Passage shown
☆ ☆ ☆
The smells of pinto beans cooking on the stove, freshly baked bread from the outdoor oven, and fresh tortillas sifted through the house as my mother cooked. She never made a big deal of it; she never complained about all that she did for our family day after day, and nothing was easy. To wash our clothes, for example, she'd have to trek them down to the small creek that ran below the village.

Everyone worked hard, but after the work was done we relaxed and enjoyed each other's company. While my parents were quiet people, there always seemed to be a lot of conversation and laughter going on especially around mealtime. We were never embarrassed about making fun of ourselves. Both of my parents always seemed to be humming songs -- my mother humming soft church hymns, my dad humming traditional songs translated into Keresan, our tribal dialect. In the winter, he would sit by the stove and sing and me and my younger brother would dance the traditional Pueblo deer dance. While it was very rare that all eight children would be home at the same time, Christmas was often the exception. At midnight on Christmas Eve, traditional social dances were held at the village Catholic church. My parents rarely attended them, but we children always did. When we returned home, mother and father would be waiting with food on the table for us to eat before bed. This was the best part of Christmas -- the reminder that our parents would always be there for us.
☆ ☆ ☆
Entries shown
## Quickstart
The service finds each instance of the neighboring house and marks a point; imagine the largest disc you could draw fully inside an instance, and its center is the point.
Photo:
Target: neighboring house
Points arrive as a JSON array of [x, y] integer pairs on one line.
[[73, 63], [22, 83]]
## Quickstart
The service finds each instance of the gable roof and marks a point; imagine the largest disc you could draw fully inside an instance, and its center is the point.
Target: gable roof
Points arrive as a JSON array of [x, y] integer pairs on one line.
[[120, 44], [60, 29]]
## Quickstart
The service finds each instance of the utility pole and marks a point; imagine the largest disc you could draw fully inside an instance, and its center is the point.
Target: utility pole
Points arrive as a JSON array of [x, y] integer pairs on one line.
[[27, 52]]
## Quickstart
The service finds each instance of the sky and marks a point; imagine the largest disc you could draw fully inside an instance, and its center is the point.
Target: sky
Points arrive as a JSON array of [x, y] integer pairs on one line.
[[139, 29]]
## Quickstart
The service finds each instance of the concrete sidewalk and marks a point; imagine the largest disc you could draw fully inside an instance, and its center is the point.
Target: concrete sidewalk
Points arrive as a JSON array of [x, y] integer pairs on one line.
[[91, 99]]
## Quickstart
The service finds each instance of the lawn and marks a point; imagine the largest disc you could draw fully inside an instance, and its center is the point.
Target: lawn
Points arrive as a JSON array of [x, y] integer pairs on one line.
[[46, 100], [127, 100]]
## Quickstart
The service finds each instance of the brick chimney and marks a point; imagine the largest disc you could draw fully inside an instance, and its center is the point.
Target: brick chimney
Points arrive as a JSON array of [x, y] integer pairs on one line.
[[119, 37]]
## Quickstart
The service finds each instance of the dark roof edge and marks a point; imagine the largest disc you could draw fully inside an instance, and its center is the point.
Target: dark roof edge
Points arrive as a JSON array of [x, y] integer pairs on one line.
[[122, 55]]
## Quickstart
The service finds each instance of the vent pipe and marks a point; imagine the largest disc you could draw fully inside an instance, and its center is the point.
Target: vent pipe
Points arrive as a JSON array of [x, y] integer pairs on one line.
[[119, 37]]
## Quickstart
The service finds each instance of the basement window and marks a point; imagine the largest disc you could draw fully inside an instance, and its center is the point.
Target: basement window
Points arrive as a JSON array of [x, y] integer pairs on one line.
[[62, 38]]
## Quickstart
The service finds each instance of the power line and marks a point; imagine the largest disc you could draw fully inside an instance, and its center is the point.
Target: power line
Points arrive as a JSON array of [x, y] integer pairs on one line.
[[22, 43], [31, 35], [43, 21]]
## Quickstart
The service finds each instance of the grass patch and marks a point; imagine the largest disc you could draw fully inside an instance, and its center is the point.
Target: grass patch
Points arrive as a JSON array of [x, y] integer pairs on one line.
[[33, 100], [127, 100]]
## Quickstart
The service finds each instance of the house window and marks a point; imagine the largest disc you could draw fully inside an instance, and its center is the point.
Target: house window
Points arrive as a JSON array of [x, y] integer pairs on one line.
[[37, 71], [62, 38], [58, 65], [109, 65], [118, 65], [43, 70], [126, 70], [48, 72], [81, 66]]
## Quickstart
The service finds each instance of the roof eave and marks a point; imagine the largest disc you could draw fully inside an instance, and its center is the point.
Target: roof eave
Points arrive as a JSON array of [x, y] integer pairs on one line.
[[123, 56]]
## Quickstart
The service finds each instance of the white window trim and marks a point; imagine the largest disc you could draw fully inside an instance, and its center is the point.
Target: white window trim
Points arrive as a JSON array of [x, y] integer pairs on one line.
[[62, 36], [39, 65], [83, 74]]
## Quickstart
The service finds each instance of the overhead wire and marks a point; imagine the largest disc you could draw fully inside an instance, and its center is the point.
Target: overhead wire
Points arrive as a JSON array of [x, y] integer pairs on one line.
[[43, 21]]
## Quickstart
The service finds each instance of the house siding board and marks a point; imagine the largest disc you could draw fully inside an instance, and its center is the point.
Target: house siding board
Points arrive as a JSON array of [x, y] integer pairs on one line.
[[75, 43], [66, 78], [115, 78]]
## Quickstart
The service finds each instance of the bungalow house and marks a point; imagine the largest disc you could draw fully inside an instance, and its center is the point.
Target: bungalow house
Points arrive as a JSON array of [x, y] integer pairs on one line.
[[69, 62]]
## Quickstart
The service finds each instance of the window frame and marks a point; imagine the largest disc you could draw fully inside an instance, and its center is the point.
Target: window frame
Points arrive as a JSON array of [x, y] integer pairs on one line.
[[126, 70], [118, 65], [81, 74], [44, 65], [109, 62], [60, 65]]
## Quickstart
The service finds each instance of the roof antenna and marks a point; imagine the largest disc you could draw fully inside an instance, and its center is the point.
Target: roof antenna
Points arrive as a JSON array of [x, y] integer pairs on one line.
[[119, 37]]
☆ ☆ ☆
Written task
In the passage about family life in the village, where did the mother take the clothes to wash them? The records were taken from a separate source.

Result below
She took them down to the small creek that ran below the village.